§ **TASK INSTRUCTIONS**:
Locate each line in the listing that contains the word "snow" and reproduce every such line in full. The match is case-sensitive.

§ **RAW DATA**:
* begin *

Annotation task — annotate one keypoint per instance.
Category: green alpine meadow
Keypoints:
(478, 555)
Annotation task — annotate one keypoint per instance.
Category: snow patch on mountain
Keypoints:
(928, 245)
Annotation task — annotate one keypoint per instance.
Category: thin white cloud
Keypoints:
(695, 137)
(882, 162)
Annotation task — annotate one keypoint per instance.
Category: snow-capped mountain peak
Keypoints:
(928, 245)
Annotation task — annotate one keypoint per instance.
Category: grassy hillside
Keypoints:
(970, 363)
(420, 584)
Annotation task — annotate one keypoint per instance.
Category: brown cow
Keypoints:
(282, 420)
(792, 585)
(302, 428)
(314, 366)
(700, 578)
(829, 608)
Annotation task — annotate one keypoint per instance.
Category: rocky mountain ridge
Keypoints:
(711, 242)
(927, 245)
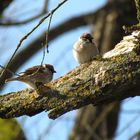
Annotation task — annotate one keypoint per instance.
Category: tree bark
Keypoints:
(104, 80)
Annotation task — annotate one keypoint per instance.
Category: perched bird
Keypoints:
(84, 50)
(35, 75)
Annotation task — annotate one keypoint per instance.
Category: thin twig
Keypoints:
(13, 23)
(9, 70)
(25, 37)
(46, 41)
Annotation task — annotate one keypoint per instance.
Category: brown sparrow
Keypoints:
(35, 75)
(84, 50)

* end *

§ **ANSWER IN FULL**:
Category: snow patch on mountain
Category: snow-capped mountain peak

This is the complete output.